# TASK GOAL
Look below for the line containing "the woman's eyebrow" and the line containing "Exercise. Put one marker on every instance of the denim jeans"; repeat exactly those two lines and all lines between them, and nothing else.

(EXCERPTED RECORDS begins)

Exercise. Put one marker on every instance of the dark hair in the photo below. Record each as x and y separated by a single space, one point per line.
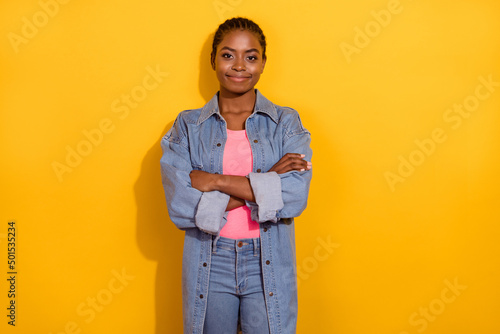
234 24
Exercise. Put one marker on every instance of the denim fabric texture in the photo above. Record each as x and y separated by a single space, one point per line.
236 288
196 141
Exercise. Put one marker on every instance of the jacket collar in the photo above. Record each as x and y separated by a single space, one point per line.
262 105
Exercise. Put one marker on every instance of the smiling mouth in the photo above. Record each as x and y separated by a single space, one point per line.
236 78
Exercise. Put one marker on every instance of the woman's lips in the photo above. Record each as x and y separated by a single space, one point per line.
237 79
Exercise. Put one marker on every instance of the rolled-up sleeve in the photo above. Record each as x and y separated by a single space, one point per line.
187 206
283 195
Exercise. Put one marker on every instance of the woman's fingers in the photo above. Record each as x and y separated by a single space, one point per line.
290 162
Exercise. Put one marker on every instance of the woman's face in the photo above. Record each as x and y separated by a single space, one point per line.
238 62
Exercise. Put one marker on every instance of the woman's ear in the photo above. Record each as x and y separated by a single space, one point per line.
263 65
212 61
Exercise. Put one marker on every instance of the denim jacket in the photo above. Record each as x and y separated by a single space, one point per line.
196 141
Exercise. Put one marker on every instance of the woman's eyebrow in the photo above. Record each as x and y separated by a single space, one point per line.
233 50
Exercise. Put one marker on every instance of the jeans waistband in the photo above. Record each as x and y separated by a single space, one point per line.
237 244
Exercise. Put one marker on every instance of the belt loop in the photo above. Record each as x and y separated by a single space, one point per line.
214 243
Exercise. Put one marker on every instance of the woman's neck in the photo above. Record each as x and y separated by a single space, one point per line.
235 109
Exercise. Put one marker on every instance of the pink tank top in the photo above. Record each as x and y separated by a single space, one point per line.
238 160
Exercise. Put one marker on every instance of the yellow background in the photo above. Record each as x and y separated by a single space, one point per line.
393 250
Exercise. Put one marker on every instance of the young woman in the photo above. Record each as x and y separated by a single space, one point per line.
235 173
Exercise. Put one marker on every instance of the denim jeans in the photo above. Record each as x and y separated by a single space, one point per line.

(EXCERPTED RECORDS ends)
(EXCERPTED RECORDS begins)

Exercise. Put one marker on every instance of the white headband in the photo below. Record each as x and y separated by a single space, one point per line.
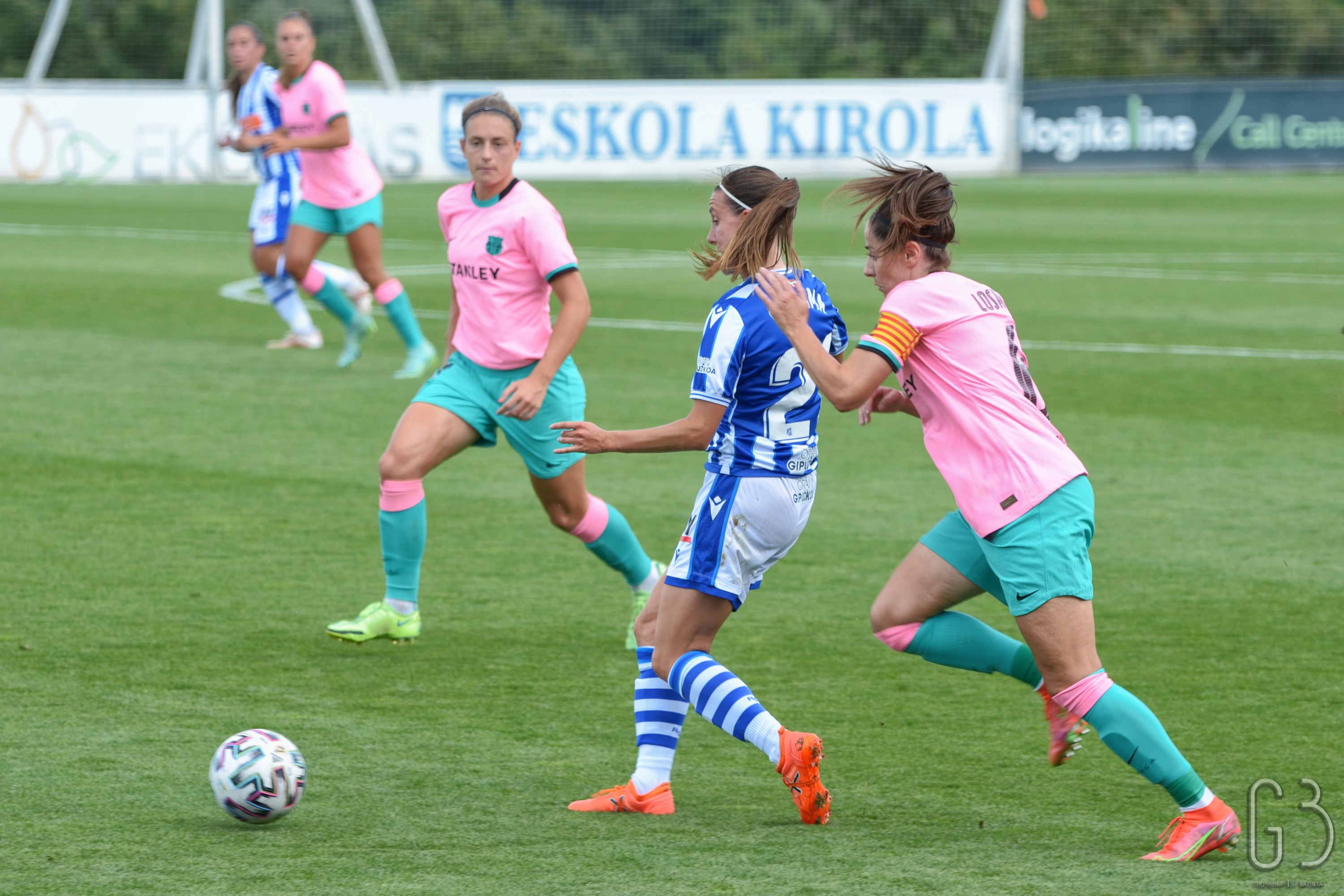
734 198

(EXCERPTED RECORDS ends)
(EXCERPTED RECORDS begins)

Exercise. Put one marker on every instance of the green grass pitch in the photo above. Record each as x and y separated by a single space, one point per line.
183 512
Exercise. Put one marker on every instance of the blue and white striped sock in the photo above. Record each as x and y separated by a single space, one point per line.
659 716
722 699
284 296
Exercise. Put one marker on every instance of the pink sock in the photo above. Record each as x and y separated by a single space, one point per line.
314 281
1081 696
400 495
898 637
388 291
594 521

(EXCERPTED RECORDS ends)

# WRITTEN RESPONSE
Exercise. Put one marker on every instance of the woman's eyebrow in the photo above. Record each as x and y separated by a single space, one point per line.
233 50
Exercise. Put one marker on every instance of the jeans waistband in the photo above. Record each as x and y separated by a single space, one point per line.
237 244
Exercise. Put one marker on every instance of the belt loop in the photo above. Record each as x and y separated by a single space, one point per line.
214 243
Exercise. Put one marker on every instance of the woman's neck in the photo above. Record each as x and y separated by a single space, one point per line.
235 109
Exercise. Put one marker on every instance of the pink tank top in the photo above. Record each as x and y separated by a single space, one point per line.
238 160
Exercise. Put one marker on every instance of the yellow background in the photo above. Record each as x and y separated by a single space, one point per line.
393 250
Exercise. Put one marker on every instance of the young woman in the photo above. Record each as x and y separated by a single space, one point per line.
235 173
Exercise. Put one marker on every instance of the denim jeans in the photo above. Record each as x and y separated by a single space, one point per line.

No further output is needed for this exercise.